| Jobs |
**1)** In the Watchmen review, what share of the film's dialogue does the writer say was Alan Moore's?
**2)** Please write the next part of the Watchmen review, starting after its final sentence.

| Text provided |

---*---

With “Watchmen,” Zach Snyder tried very hard to duplicate four hundred pages of graphic novel. The result was an uneven, overly long, bloated and shallow film that tries too hard to appeal to fans of the source material. Syder’s a fan, too; I get that… but think of how many new fans he could have created if he had made a good movie, period. If only he’d taken a four hundred page graphic novel and adapted it for the screen.
Instead of spoon-feeding fans of the graphic novel with scenes and dialogue lifted directly from the original, he should have abandoned pleasing the purists and made a movie that paid more attention to theme and less to mimicry. The scenes lifted directly from Dave Gibbons’ panels were fun to see, but major “secrets” that play out subtly over 12 issues and 400 pages feel telegraphed and watered down on film. Alan Moore should have received a screenwriters’ credit since 90% of the dialogue was his (not that he’d take that credit, of course.) Sadly, in many instances dialogue that worked on the page turned into scene-stopping, cringe-worthy exposition when performed by the actors.
Elaboration, With Spoilers
Of course, Snyder’s not entirely at fault. The film was marketed as a dark superhero movie. The thing is, the film Snyder made isn’t about superheroes any more than was Moore and Gibbons’ original work.

---*---

| Data extract |
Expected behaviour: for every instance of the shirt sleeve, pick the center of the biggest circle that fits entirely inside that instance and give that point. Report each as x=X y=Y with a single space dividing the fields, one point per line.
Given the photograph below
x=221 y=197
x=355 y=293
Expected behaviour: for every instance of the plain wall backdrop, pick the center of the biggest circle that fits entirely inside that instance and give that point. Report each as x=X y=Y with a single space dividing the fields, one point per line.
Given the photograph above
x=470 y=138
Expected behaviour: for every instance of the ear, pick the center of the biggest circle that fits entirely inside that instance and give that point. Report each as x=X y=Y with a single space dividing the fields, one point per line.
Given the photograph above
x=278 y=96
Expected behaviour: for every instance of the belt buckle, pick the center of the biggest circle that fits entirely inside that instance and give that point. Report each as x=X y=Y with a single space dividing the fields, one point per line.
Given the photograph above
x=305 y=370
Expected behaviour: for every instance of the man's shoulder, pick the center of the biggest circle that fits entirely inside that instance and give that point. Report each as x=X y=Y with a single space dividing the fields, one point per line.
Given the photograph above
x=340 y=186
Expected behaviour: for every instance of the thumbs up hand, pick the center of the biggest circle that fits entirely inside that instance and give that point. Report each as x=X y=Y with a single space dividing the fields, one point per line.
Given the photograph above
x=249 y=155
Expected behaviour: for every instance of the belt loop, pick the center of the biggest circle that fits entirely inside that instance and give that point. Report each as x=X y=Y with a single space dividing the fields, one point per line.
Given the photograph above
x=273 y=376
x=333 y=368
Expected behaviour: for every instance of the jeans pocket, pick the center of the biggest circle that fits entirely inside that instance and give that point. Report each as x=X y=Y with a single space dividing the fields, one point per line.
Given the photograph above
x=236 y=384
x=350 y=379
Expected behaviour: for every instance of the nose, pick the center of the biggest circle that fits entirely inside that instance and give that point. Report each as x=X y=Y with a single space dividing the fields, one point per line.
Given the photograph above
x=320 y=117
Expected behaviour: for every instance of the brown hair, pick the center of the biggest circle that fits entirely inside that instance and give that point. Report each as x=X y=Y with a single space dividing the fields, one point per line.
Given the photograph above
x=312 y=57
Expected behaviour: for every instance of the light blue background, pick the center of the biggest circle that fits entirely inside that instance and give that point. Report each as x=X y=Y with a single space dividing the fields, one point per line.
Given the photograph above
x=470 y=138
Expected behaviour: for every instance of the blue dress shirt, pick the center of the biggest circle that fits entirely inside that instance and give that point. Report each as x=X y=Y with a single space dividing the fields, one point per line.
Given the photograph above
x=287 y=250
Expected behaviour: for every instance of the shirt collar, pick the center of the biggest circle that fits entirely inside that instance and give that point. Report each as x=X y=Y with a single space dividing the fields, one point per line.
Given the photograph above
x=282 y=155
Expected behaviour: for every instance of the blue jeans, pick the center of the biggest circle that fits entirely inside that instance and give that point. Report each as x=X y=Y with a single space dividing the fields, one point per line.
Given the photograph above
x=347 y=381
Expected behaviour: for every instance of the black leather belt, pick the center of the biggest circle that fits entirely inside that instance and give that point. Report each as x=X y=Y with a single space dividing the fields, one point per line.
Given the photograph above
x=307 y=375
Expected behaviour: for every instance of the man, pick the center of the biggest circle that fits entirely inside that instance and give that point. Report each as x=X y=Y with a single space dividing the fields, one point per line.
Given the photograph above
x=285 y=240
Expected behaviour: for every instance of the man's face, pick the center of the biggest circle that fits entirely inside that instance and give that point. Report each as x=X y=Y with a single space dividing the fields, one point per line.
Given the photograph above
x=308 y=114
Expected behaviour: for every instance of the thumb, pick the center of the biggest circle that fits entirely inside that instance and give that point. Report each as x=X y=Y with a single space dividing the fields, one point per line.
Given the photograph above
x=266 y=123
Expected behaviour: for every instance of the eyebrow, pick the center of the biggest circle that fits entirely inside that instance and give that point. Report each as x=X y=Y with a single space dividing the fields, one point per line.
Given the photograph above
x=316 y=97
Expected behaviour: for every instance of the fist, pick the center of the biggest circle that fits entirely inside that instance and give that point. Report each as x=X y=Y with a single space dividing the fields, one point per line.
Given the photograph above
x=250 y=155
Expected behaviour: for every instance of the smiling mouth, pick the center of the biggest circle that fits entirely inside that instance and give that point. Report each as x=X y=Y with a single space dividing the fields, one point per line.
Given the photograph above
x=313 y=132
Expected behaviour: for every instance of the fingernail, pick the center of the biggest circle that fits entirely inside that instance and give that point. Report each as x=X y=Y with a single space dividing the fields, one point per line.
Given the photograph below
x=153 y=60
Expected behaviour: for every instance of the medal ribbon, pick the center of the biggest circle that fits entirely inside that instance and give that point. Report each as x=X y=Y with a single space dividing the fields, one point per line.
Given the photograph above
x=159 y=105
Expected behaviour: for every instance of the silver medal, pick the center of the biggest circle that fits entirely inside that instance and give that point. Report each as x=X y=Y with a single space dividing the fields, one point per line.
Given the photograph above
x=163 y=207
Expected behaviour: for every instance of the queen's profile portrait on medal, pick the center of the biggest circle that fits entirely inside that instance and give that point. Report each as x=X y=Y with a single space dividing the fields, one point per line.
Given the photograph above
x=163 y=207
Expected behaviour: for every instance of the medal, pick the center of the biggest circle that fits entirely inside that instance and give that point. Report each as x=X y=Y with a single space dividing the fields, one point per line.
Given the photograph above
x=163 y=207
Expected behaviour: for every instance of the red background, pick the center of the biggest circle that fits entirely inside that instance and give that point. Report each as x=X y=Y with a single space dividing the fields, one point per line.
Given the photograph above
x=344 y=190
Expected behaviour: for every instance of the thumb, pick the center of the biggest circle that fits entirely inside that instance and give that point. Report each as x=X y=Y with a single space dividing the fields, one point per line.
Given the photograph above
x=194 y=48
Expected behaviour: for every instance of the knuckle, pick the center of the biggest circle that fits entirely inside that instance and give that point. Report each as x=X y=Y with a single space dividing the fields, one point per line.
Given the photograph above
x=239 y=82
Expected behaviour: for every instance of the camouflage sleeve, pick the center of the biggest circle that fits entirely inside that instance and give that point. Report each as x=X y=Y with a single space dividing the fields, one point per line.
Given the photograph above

---*---

| Outputs |
**1)** 90%

**2)**
Viewers expecting the clear-cut good-guy / bad-guy motif present in last summer’s big dark superhero movie (the one that actually had the word “dark” in the title) may be confused by “Watchmen.”
Here, the heroes are afraid, lost and terribly ambiguous. We have a woman defined by her mother and emotionally crippled by the men in her life. A man who can’t get it up without his costume and whose weekly high point is nostalgia sessions with the hero he copied. A broken psychopath whose lack of compromise isn’t admirable, it’s pitiful.
The villain… wait, there is no villain. He’s the hero, and the most tragic and noble of the whole lot, the guy who did whatever it took to save the world.
In the book, which was about interpersonal relationships and difficult moral choices and subtle connections and love and history and hope, all these complex, multi-layered characters were compelling, interesting and tragic.
But moviegoers were conditioned to expect a superhero movie. Put yourself in their shoes: The bad guy’s supposed to fall to his death at the end, not at the beginning. The hero might lose a sidekick or a girlfriend, but dude, the one guy who stuck to his guns got his guts ink-blotted all over the snow. That is absolutely against the rules of the superhero movie, and I’m betting it left movie-goers not just feeling confused but feeling cheated.
Strands From The Spaghetti Bowl, With More Spoiler Sauce
Like Moore and Gibbons’ “Watchmen,” James Ellroy’s “L.A. Confidential” is a sprawling, complex, multi-layered novel full of ambiguous morality and damaged characters. To further complicate matters, “L.A. Confidential” is the third in a series of four books. How did Curtis Hanson turn this complicated masterwork into an excellent and award-winning film
?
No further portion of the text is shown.